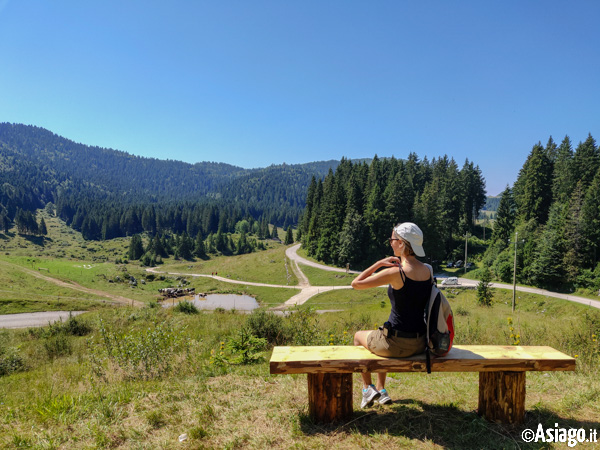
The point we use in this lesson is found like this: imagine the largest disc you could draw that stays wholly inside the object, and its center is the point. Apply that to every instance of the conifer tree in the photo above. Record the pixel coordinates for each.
(563, 181)
(586, 161)
(533, 188)
(42, 229)
(505, 218)
(199, 248)
(351, 248)
(547, 267)
(136, 247)
(591, 220)
(574, 237)
(289, 236)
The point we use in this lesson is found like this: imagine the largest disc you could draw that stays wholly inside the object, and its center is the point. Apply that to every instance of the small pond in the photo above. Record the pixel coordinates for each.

REQUIRED ACTION: Leave the pictures out and print the records above exactly as they stand.

WRITTEN ANSWER:
The point we use in this lesson is found like this: imagine the largest disc you could draw that stays wholly inside the object, and its center is the point. Apply that to every instance of the conifer tree in the photo above. Record the pixel coordinates for each.
(563, 181)
(586, 161)
(533, 188)
(42, 229)
(505, 218)
(199, 248)
(351, 248)
(547, 267)
(136, 247)
(591, 220)
(574, 237)
(289, 236)
The point we use in this lesson is found like this: imagine the largest disc you could draw that stays wholly inside the object, and its center is the point. Apply that to every instance of the small pond in the photo above. Record the pixel coordinates for each.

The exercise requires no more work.